*Your task*
Each line from the one containing "[ ] a point" to the end of the entries below must be restated exactly, and no other line should appear.

=== Available data ===

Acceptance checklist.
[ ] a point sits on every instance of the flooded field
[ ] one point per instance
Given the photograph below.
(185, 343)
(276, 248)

===

*Answer for this exercise*
[ ] a point sits on every instance of the flooded field
[ ] one point per instance
Given the photograph below.
(185, 343)
(276, 248)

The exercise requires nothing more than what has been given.